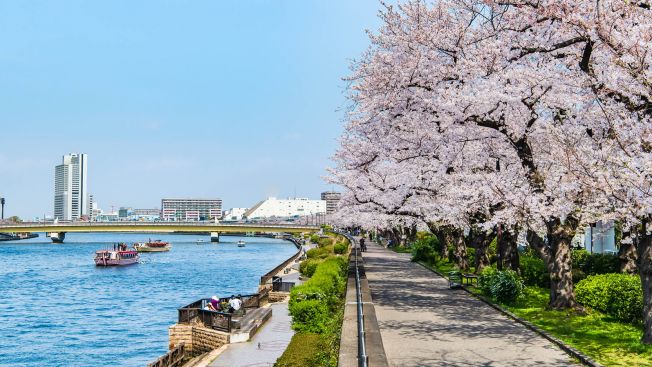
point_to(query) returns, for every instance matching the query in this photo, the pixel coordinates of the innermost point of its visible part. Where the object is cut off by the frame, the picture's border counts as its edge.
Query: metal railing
(362, 349)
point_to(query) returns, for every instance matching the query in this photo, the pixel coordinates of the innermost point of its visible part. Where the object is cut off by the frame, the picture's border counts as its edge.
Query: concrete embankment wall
(197, 340)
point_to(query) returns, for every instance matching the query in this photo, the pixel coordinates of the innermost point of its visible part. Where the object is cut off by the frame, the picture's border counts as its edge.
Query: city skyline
(248, 106)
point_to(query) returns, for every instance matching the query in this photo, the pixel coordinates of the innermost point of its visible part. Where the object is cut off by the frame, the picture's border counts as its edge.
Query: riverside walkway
(424, 323)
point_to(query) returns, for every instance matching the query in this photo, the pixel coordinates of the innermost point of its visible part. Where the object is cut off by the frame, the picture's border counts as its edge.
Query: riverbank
(94, 312)
(209, 346)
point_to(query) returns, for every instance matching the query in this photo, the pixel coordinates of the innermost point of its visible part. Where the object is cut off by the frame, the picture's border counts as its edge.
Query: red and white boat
(152, 246)
(117, 256)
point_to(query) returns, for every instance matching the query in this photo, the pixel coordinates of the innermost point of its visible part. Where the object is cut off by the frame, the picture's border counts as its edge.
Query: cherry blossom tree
(502, 115)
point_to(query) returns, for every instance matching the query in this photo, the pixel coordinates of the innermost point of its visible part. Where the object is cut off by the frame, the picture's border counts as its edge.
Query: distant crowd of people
(226, 304)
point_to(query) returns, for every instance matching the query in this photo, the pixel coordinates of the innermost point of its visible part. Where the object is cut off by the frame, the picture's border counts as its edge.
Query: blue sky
(238, 100)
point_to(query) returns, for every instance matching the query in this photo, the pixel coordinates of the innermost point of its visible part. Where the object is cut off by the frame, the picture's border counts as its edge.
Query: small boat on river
(152, 246)
(118, 256)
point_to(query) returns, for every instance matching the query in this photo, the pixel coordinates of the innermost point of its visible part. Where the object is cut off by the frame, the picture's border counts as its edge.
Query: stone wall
(277, 296)
(196, 338)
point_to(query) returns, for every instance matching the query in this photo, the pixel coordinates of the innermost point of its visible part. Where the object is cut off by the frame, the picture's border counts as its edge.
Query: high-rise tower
(70, 195)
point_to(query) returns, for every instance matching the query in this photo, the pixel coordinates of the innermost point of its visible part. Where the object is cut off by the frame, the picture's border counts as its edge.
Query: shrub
(340, 248)
(486, 279)
(470, 254)
(302, 351)
(325, 241)
(313, 303)
(422, 251)
(309, 267)
(618, 295)
(534, 271)
(505, 286)
(310, 315)
(601, 264)
(492, 251)
(317, 253)
(579, 258)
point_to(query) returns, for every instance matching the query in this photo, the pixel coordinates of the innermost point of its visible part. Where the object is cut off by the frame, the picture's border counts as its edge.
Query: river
(58, 309)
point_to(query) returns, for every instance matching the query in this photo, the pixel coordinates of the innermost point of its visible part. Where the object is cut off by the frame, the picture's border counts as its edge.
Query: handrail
(362, 349)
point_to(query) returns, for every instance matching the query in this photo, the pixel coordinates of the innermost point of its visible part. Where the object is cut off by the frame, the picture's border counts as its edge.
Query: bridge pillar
(215, 236)
(57, 237)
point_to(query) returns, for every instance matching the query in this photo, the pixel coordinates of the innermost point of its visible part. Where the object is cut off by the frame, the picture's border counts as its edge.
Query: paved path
(265, 347)
(424, 323)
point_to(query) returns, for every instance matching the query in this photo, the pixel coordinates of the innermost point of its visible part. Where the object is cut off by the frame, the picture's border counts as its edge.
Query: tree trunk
(459, 251)
(557, 256)
(628, 255)
(645, 269)
(442, 238)
(480, 241)
(507, 248)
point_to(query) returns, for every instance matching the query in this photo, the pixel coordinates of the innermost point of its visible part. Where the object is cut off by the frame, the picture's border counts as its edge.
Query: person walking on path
(424, 323)
(363, 246)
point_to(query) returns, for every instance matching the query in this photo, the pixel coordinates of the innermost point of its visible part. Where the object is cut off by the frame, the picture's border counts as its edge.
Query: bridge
(57, 231)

==================================================

About this exercise:
Reproduce the lines from the one containing "Query: bridge pillar" to the end of the entries, keeping both ends and adding nothing.

Response for this exercise:
Query: bridge pillar
(215, 236)
(57, 237)
point_to(query) returns, for every instance matching the query in this photo, the pixel coordinates of the innermost point of its visible part. Where the object is cut off by the frame, the picture's border counts as its edge.
Query: paved path
(265, 347)
(424, 323)
point_to(query) returns, for every instance matching the query in this photo, the pixel coordinates of the innermost point of its visible part. Where the object is cut off by the frame, the picture's border counts as its edge.
Query: tree trunk
(459, 251)
(557, 256)
(628, 255)
(645, 269)
(442, 238)
(480, 241)
(507, 248)
point_to(query) returns, for every instance matching the query in this photo, the pixel coordinates of the innermost point of its visible part. Where the object is cut off by the frame, the picture's border counts as its edge.
Query: person walking on path
(424, 323)
(363, 246)
point_to(query) returns, for every instance matching the query in this photo, the pixel coordinates of the innermost point of its visible part. Where the object is cut off by the frame, the picture's border counts as its edge.
Query: bridge
(57, 231)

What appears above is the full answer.